Source document:
Tips for Fishing High Alpine Lakes for Cutthroat Trout

Written by Shyanne Orvis, Colorado fly fishing guide.

Fly-Fishing Alpine lakes in the high country can be challenging but rewarding for any fly fishing enthusiast. While the rivers are high and lakes begin to thaw, I find myself hiking up to remote lakes in search for wild, vibrant Cutthroat trout. The ability to sight-fish for trout in crystal clear water can draw in any angler searching for a thrill. Here’s a few tips to help guide you on your next high alpine fishing adventure.

1. Essential Gear

The right gear is pivotal to a successful high alpine fishing trip. You don’t need much, but the gear you do choose is essential. What weight rod is ideal for high alpine fisheries? I prefer a 3 weight rod. Light enough to hike with and an absolute blast when you’re hooked up! Grab a waterproof backpack (with rod straps) to hold your gear in and make sure to bring plenty of tippet, flies, leaders & dry shake!

As for tools, I always bring my Gerber LineDriver tool – the perfect multi-tool for line management. It’s everything you need in one convenient tool.

2. Observe the Fish and their Behavior

Prior to making a cast, step back and observe the trout’s behavior. Are they looking up and eating bugs on the surface or are they cruising pretty quickly in the depths. When you do decide to make a cast, try to make every cast count. Ideally, you want to lead the fish with a well placed cast a few feet in front of the fish.

Work instructions:
A – In the alpine lake fishing tips, list the supplies the angler is told to bring plenty of.
B – Reproduce the alpine lake fishing tips from "Tips for Fishing" up to and including "alpine fishing adventure.".
Nothing in the extracted data entries is required.

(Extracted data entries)
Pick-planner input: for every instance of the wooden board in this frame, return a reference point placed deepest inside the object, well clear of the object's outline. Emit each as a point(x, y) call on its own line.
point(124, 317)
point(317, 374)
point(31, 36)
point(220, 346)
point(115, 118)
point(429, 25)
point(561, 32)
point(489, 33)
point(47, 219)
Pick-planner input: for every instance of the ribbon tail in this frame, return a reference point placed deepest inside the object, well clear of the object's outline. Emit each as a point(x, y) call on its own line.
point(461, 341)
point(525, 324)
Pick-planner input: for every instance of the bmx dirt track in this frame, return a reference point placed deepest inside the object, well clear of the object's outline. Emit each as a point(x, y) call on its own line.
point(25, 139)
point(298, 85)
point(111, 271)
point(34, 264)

==

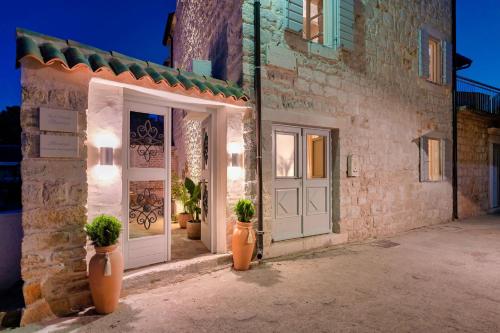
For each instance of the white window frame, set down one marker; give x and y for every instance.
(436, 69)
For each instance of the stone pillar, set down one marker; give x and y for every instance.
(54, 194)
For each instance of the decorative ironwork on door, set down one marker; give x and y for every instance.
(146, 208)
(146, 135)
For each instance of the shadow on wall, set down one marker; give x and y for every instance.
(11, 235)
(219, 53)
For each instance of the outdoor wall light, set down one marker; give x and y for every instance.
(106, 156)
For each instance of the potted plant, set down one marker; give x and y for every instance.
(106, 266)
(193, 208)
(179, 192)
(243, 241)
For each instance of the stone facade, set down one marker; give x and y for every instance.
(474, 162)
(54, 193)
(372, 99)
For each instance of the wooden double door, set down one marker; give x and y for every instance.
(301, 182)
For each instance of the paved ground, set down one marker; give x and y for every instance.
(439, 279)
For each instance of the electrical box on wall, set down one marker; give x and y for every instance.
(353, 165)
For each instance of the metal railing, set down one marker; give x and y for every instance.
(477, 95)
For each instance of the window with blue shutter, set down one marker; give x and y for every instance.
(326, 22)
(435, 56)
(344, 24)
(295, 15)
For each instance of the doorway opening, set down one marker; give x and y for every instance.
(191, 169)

Task-by-task outputs:
A – Tippet, flies, leaders, dry shake

B –
Tips for Fishing High Alpine Lakes for Cutthroat Trout

Written by Shyanne Orvis, Colorado fly fishing guide.

Fly-Fishing Alpine lakes in the high country can be challenging but rewarding for any fly fishing enthusiast. While the rivers are high and lakes begin to thaw, I find myself hiking up to remote lakes in search for wild, vibrant Cutthroat trout. The ability to sight-fish for trout in crystal clear water can draw in any angler searching for a thrill. Here’s a few tips to help guide you on your next high alpine fishing adventure.